Era de tipo político-constitucional el último de los motivos que exponía la Real orden de 5 de enero de 1841, de la Regencia provisional española, presidida por el capitán general Baldomero Espartero, para fundamentar su derogación del secular Pase o Uso Foral vasco:
«...Y sobre todo que es incompatible con la unidad constitucional que siempre debe quedar salva por lo dispuesto en la ley de 25 de Octubre de 1839».
La importancia de esta ley fue enorme, transcendental, porque ella fue la clave de toda la transformación política, legal y administrativa del País Vasco, e incluso incidió en sus alteraciones económica y lingüística. Así, los territorios vascos, de su carácter tradicional de autogobernados, «apartados y exentos» en frase de una Real cédula de Felipe IV en el siglo XVII, pasaron gradualmente a provincias de un nuevo Estado español unitario y uniformado. En su artículo primero dicha ley de 1839 establecía: «Se confirman los Fueros de las Provincias Vascongadas y de Navarra, sin perjuicio de la unidad constitucional de la monarquía».
En su vertiente política, el argumento que exponía la Real orden era y es tajante y por ello terrible, dramático. Porque si es cierto que el Pase Foral vasco «es incompatible con la unidad constitucional que siempre debe quedar salva por lo dispuesto la ley» citada, eso significa lógicamente que toda norma, todo empeño, lucha o simpatía por la libertad vasca en su propia dimensión, como atributo efectivo de una personalidad —como la que ya contemplaba la tradición del Pase Foral— es, al pie de la letra, incompatible con la unidad constitucional española. Lex vel etiam rex dixit.

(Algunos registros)
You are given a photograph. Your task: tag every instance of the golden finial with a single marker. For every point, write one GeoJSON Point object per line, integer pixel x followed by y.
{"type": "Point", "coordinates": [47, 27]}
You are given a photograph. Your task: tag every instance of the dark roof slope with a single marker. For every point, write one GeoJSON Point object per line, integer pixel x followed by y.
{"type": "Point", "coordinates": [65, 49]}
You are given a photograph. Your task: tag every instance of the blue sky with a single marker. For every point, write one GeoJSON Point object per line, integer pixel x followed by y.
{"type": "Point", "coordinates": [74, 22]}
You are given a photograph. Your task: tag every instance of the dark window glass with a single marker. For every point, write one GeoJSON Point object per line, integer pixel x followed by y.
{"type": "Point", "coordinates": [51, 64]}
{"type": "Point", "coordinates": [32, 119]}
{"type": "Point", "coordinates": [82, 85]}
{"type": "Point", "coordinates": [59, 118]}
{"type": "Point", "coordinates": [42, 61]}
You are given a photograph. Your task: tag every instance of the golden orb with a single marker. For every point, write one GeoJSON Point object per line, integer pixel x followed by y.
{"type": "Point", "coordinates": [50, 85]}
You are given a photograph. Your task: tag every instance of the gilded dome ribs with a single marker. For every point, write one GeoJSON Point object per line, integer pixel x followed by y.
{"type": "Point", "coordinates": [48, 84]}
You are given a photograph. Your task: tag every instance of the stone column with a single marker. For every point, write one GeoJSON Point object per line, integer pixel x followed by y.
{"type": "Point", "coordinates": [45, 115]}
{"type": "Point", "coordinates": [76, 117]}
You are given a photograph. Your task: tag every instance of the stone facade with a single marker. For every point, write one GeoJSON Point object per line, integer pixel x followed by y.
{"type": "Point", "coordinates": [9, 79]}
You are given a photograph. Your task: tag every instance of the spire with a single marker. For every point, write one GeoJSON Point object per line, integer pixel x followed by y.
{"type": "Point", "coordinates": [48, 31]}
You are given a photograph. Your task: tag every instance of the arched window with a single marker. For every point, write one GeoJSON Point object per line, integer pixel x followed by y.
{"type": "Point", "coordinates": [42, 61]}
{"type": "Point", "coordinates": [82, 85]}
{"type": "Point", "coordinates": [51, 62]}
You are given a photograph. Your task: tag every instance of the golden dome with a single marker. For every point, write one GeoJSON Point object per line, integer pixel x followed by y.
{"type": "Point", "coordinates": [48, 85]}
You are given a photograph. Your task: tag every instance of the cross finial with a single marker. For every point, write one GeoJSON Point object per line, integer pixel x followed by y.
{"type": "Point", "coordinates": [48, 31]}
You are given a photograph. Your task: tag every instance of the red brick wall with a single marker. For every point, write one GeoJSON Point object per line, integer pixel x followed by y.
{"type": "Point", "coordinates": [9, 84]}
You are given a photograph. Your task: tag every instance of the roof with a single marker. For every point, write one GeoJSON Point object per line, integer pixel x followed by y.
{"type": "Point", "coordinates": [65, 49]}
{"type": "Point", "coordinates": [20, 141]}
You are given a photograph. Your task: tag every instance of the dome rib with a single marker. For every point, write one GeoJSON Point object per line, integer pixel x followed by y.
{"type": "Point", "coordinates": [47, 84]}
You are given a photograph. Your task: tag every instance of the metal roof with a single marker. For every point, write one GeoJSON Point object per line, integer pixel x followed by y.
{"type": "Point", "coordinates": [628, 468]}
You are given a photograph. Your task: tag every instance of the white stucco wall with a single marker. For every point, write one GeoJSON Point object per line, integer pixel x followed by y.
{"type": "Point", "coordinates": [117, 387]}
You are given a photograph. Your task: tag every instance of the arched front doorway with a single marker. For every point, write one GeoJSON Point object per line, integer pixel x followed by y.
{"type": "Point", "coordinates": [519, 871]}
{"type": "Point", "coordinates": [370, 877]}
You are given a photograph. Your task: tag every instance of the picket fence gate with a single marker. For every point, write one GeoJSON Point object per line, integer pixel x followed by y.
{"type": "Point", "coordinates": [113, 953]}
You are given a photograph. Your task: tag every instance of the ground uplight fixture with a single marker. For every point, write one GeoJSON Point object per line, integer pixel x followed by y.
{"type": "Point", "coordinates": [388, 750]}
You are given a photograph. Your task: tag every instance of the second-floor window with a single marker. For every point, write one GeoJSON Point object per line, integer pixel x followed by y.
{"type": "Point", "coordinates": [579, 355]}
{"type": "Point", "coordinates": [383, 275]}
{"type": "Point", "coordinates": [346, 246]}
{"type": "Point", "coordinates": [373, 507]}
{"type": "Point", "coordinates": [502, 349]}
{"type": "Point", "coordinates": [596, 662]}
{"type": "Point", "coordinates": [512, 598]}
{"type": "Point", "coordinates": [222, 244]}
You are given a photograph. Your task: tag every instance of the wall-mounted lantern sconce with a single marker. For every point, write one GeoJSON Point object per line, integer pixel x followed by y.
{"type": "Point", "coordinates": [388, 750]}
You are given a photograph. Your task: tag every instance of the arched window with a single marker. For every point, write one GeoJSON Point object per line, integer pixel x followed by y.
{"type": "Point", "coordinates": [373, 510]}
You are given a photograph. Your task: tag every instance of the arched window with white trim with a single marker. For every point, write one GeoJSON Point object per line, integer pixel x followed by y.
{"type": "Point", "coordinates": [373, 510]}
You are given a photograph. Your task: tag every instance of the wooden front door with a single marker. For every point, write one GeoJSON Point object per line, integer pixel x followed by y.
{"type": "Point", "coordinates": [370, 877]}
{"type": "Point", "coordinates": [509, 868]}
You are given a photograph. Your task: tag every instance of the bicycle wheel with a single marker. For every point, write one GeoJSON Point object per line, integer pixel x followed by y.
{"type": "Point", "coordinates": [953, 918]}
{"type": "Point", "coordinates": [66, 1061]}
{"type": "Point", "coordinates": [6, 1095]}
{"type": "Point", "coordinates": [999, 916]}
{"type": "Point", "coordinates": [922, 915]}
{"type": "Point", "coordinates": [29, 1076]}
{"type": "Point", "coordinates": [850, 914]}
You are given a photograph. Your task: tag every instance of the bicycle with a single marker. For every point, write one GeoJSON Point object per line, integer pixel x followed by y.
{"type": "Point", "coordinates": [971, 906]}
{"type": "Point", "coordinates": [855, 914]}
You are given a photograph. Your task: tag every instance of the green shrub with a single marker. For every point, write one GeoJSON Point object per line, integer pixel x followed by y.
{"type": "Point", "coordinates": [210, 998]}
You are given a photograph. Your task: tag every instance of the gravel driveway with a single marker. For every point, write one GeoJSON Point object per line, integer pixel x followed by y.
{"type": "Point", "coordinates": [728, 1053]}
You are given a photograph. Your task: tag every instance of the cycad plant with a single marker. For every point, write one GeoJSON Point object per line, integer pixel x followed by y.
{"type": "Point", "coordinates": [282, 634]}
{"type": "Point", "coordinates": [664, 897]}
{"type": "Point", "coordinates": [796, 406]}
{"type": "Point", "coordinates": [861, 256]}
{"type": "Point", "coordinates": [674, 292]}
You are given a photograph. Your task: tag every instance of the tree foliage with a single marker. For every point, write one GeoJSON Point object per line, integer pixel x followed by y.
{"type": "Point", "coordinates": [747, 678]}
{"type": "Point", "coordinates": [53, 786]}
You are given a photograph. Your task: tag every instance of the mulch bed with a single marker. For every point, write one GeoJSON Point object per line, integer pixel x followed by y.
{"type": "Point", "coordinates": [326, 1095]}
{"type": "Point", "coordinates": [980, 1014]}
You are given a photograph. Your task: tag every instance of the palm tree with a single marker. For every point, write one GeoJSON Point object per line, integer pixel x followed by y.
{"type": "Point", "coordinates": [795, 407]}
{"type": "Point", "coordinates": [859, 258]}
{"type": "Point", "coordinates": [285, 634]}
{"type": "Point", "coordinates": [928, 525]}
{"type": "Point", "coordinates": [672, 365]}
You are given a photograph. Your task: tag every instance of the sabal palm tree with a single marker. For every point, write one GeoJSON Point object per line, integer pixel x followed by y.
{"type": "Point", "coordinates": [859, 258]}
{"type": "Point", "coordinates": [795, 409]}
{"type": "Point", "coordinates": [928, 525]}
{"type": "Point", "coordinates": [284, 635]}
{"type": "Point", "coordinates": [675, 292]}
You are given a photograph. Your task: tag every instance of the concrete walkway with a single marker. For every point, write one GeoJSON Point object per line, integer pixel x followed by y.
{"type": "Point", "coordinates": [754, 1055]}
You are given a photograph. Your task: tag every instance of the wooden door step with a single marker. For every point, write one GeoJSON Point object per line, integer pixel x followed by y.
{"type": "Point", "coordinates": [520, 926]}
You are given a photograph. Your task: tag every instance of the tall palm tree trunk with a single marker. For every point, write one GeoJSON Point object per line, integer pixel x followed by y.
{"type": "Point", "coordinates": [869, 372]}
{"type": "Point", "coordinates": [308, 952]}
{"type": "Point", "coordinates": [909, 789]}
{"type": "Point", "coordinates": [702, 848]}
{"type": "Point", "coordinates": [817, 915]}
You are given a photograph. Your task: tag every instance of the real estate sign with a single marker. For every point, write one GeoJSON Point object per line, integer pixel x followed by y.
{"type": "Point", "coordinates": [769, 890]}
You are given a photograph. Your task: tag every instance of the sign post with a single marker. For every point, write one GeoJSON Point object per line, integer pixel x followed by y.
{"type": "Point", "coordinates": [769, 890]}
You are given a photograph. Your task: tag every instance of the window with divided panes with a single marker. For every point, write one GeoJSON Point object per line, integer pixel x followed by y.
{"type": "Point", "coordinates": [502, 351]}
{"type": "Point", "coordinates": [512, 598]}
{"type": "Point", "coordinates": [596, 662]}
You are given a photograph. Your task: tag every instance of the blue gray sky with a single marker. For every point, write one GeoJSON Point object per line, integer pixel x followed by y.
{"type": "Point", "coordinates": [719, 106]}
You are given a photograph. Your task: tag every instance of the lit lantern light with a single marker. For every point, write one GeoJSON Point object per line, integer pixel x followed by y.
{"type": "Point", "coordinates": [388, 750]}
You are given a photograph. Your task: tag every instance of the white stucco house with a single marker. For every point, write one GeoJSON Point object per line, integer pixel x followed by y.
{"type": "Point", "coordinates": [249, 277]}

Objetivo del ejercicio -
Reproduce sin cambios todo lo que va desde "En su vertiente" hasta "etiam rex dixit." en el texto sobre el Pase Foral vasco. El listado no interviene en este ejercicio.

Solución -
En su vertiente política, el argumento que exponía la Real orden era y es tajante y por ello terrible, dramático. Porque si es cierto que el Pase Foral vasco «es incompatible con la unidad constitucional que siempre debe quedar salva por lo dispuesto la ley» citada, eso significa lógicamente que toda norma, todo empeño, lucha o simpatía por la libertad vasca en su propia dimensión, como atributo efectivo de una personalidad —como la que ya contemplaba la tradición del Pase Foral— es, al pie de la letra, incompatible con la unidad constitucional española. Lex vel etiam rex dixit.